## The request
Copy the Ram 1500 dash post from the words "Guys before anyone" through "I moved on!", swapping "boring" for "dull".

## Excerpted passage
- - - -
2000 Ram 1500 Dash Replacement!
#51
289 dollars for an ACTUAL dashboard with a lifetime warranty:
http://www.sandkindustries.com/DASH.html
Not a pad, not a cover, a direct replacement! I am getting that one.
http://www.sandkindustries.com/DASH.html
Not a pad, not a cover, a direct replacement! I am getting that one.
#52
289 dollars for an ACTUAL dashboard with a lifetime warranty:
http://www.sandkindustries.com/DASH.html
Not a pad, not a cover, a direct replacement! I am getting that one.
http://www.sandkindustries.com/DASH.html
Not a pad, not a cover, a direct replacement! I am getting that one.
Guys before anyone accuses me of workin for LMC TRUCKS... I work for that Duck on TV ya know the one that pays cash to the hurt and sick folks. The one always screamin AFLAC! I was for years in the parts industry and so I do know how to do a proper parts comparison and analysis. That's something you learn as you work your way into management with NAPA especially when you work for an unforgiving boss like I had. I am ASE Certified as a parts Technician. It's just the parts business became too boring for me. So I moved on!
Last edited by brokenroads37502; 09-23-2011 at 02:27 PM.
- - - -
## Source data

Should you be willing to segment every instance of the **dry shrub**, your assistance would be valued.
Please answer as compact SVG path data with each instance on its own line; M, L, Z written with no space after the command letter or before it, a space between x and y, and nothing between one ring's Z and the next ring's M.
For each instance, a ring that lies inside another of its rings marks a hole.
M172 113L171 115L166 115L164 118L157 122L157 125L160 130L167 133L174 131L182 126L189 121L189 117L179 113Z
- - - -
## Exercise output
Guys before anyone accuses me of workin for LMC TRUCKS... I work for that Duck on TV ya know the one that pays cash to the hurt and sick folks. The one always screamin AFLAC! I was for years in the parts industry and so I do know how to do a proper parts comparison and analysis. That's something you learn as you work your way into management with NAPA especially when you work for an unforgiving boss like I had. I am ASE Certified as a parts Technician. It's just the parts business became too dull for me. So I moved on!